(Point annotation dataset records)
○ ○ ○ ○ ○ ○ ○
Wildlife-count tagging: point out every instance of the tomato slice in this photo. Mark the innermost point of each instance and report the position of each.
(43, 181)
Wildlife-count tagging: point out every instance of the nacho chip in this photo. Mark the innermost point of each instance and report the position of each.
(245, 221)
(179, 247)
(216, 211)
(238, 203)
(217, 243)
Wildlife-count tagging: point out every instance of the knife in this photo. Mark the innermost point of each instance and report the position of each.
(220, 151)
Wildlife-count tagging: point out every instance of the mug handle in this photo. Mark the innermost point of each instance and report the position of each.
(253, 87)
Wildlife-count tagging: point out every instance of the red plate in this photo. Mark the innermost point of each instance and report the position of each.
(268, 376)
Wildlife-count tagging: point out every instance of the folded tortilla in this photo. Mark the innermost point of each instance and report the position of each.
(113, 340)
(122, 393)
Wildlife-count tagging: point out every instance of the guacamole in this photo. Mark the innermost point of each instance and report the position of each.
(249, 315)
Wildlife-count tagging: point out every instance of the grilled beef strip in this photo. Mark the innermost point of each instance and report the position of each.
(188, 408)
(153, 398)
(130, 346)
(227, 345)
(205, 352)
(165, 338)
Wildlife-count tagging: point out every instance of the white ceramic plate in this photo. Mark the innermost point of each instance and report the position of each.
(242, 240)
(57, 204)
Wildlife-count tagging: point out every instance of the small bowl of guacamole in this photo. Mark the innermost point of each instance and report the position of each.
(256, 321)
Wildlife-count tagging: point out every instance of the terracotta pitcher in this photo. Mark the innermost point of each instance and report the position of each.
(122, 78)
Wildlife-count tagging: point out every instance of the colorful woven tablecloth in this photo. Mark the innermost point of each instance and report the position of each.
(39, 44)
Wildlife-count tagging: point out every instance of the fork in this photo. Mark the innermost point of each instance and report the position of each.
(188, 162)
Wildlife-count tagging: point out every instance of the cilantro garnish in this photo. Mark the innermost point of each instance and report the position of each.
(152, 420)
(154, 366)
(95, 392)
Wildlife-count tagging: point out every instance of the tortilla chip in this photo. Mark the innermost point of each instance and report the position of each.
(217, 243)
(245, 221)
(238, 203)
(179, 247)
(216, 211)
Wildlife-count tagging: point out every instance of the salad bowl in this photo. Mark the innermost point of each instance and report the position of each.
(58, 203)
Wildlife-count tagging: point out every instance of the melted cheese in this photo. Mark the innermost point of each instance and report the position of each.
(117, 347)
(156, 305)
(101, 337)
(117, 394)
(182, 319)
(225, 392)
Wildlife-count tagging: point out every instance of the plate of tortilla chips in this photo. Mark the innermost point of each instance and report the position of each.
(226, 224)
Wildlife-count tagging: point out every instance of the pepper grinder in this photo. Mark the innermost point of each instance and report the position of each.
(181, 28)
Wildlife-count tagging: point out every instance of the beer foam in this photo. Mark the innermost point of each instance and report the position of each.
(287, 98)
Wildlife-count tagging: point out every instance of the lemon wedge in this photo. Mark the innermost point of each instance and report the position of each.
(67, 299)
○ ○ ○ ○ ○ ○ ○
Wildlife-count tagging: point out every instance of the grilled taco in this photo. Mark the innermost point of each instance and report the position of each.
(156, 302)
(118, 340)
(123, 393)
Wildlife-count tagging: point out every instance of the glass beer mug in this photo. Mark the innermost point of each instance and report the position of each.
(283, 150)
○ ○ ○ ○ ○ ○ ○
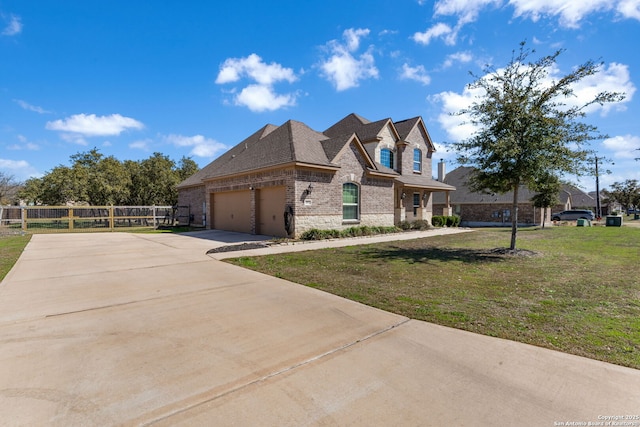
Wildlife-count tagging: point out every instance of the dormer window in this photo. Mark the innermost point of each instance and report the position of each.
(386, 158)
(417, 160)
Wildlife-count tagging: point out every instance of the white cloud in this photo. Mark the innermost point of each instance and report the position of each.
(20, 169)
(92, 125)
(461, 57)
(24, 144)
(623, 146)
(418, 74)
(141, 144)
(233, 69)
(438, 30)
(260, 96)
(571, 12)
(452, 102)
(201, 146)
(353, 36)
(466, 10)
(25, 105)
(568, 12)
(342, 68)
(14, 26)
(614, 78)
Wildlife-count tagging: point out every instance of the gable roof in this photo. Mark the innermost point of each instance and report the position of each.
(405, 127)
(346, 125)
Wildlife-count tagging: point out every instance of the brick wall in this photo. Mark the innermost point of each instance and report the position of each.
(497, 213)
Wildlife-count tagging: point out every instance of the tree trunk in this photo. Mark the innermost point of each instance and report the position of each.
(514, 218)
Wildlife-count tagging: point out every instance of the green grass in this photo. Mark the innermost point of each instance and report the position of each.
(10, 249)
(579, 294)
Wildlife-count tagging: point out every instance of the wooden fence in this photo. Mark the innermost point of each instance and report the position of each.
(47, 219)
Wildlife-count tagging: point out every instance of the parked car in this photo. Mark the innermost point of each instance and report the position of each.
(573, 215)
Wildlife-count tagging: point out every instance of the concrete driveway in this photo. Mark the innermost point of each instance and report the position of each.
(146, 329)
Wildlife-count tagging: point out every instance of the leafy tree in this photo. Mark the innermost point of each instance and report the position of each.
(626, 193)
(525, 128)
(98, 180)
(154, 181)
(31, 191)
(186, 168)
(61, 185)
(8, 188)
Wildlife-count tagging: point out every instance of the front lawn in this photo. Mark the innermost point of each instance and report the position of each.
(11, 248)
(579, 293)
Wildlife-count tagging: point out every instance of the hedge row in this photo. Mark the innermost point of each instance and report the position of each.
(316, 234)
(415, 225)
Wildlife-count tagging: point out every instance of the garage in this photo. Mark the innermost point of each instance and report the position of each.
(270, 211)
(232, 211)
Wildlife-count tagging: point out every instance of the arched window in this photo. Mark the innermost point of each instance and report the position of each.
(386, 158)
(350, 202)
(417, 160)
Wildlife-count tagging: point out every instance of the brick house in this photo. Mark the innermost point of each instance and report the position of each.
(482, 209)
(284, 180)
○ ○ ○ ○ ○ ○ ○
▶ WHAT IS ASKED: Please pick out and copy each line of the records above that contains the string "brick". Case counts, so only lines with that exact capitalization qualify.

▶ TASK SOLUTION:
Wildlife-count tagging: point out every instance of the brick wall in this photo. Mark the innermost point of each instance and report the position of each.
Wildlife-count tagging: point out every instance of the brick house in this photo. Mark the innermost point of each instance and report the position of each.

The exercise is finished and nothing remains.